(Collection entries)
★ ★ ★ ★
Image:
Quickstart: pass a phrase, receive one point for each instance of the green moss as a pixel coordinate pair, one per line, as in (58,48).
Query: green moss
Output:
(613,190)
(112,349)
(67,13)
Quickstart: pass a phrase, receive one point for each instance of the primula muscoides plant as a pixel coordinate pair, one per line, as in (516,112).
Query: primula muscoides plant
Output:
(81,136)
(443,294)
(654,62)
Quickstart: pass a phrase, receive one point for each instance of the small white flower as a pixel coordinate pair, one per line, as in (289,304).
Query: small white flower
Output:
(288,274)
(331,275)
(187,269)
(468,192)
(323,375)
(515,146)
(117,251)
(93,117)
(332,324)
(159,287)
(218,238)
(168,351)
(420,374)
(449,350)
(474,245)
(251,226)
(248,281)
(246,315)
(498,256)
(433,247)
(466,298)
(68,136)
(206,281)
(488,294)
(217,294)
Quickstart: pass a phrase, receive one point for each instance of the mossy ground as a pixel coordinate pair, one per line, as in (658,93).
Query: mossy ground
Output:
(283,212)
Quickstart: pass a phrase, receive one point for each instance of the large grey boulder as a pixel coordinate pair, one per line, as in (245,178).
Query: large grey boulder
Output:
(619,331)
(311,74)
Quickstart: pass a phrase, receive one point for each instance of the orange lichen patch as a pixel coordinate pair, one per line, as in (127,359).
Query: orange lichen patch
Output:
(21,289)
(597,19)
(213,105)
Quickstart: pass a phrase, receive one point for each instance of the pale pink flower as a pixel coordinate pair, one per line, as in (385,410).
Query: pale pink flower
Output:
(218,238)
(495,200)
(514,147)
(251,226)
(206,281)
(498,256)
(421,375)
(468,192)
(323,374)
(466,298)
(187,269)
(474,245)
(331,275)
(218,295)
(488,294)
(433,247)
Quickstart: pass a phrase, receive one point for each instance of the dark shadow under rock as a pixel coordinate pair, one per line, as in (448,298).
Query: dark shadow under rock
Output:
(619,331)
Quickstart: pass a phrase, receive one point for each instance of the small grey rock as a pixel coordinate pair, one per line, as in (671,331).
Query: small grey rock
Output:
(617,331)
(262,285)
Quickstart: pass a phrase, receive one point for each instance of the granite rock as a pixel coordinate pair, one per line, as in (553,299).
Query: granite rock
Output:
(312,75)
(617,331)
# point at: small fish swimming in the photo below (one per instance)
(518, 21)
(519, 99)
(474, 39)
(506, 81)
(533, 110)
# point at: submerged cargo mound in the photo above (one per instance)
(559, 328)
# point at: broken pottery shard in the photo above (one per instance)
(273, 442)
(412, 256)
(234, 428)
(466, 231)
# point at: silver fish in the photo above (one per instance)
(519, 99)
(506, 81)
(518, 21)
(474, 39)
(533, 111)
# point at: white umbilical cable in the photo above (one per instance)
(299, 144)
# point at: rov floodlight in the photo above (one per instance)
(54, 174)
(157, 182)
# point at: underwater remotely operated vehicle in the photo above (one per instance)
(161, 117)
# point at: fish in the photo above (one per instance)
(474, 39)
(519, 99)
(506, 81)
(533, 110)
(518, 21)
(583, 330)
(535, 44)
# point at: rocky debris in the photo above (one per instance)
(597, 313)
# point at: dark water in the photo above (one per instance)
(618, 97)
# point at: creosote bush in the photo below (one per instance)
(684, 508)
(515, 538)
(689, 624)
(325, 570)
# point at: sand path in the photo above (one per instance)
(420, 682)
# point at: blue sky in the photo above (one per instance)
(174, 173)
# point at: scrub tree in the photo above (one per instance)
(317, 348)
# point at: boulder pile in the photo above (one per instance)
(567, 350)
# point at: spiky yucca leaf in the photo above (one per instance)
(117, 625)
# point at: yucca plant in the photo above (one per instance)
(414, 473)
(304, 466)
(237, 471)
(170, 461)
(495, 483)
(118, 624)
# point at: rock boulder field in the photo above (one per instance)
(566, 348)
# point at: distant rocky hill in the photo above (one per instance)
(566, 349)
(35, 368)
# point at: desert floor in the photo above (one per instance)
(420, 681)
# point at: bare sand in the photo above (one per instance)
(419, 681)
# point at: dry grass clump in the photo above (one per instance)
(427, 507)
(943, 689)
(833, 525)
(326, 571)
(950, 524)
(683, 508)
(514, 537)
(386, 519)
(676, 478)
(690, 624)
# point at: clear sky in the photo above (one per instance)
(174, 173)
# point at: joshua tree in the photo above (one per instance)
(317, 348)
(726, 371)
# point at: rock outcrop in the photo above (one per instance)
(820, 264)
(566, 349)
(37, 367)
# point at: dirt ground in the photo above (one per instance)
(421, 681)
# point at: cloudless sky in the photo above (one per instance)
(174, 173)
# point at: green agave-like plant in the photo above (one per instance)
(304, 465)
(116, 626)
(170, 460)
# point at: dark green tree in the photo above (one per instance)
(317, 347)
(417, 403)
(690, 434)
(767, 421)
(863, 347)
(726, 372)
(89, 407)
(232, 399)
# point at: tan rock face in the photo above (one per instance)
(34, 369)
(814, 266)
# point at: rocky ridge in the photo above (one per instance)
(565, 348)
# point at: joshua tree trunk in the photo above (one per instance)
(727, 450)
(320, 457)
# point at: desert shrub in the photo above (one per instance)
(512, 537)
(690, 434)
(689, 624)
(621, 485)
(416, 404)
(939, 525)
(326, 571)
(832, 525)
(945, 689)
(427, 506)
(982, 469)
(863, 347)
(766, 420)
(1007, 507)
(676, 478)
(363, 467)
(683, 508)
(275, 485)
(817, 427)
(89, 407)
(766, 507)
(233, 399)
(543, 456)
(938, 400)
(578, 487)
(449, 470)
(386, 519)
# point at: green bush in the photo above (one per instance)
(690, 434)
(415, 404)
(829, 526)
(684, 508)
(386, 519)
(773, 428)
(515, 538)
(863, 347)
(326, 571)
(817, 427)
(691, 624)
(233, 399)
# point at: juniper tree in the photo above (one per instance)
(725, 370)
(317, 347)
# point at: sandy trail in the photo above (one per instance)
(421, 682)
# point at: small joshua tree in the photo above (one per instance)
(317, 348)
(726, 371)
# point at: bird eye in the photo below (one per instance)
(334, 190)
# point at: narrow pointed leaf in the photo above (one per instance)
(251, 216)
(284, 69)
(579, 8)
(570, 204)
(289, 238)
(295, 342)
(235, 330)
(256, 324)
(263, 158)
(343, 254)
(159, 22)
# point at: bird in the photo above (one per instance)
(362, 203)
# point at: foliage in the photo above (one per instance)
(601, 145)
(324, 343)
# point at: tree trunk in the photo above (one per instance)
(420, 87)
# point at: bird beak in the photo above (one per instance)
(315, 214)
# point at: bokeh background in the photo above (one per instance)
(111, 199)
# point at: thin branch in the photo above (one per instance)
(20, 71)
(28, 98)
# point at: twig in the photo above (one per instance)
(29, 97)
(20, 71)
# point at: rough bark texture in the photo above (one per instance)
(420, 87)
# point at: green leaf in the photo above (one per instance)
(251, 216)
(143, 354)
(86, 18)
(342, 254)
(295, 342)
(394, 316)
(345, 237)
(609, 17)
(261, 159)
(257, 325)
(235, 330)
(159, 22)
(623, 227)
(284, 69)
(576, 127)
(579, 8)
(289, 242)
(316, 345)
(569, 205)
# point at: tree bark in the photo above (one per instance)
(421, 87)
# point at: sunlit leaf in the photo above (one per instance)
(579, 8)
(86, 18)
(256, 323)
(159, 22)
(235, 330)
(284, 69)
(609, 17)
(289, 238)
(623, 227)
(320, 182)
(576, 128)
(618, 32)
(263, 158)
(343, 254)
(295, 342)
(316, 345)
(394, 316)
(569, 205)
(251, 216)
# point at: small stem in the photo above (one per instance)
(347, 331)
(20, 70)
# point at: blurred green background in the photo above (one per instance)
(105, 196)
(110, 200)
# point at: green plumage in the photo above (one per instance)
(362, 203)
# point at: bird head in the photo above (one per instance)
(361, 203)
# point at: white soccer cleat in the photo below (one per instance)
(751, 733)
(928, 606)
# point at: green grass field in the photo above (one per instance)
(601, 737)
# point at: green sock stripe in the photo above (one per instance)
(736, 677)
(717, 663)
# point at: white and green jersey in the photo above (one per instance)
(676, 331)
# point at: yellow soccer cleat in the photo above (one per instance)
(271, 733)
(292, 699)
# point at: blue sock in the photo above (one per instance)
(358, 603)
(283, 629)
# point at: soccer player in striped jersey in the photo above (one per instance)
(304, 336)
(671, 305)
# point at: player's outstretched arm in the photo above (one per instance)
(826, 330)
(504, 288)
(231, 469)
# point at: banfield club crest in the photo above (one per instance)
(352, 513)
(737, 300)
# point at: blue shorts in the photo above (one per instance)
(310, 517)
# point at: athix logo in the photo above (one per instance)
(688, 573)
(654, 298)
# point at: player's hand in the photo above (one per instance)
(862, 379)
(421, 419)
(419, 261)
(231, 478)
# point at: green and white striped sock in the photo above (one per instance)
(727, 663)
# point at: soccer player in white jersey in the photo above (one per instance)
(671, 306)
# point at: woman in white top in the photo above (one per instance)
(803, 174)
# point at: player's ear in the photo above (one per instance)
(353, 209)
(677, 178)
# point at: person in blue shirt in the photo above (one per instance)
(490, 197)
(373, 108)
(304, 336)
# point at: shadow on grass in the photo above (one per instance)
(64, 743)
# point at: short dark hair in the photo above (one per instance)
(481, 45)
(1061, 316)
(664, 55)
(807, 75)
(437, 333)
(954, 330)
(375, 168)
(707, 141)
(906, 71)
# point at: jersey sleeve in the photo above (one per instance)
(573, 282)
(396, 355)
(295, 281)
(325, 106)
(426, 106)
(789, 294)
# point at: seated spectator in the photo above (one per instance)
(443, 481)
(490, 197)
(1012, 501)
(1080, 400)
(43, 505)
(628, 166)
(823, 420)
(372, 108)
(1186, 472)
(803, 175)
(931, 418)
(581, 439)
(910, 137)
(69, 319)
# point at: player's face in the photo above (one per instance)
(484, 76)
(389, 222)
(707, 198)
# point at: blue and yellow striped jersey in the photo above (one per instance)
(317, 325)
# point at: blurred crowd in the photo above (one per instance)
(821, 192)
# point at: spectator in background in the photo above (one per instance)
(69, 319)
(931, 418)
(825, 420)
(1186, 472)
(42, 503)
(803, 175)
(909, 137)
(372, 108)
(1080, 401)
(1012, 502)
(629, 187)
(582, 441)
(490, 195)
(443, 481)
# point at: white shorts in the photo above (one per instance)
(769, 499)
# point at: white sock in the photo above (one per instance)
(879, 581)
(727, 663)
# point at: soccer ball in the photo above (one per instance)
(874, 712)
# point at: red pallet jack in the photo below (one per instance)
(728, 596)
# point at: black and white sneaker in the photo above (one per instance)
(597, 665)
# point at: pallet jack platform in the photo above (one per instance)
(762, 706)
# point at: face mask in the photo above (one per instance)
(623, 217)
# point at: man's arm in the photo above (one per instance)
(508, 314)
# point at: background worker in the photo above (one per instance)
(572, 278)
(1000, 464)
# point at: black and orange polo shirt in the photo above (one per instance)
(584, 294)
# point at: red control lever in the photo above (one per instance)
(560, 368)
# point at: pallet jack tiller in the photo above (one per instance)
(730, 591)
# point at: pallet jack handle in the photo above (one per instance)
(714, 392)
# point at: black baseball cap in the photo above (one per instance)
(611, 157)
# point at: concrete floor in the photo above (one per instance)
★ ★ ★ ★
Exercise instructions: Tally up the lines in the data that hold the word "mossy". Only the total should be given.

Response: 2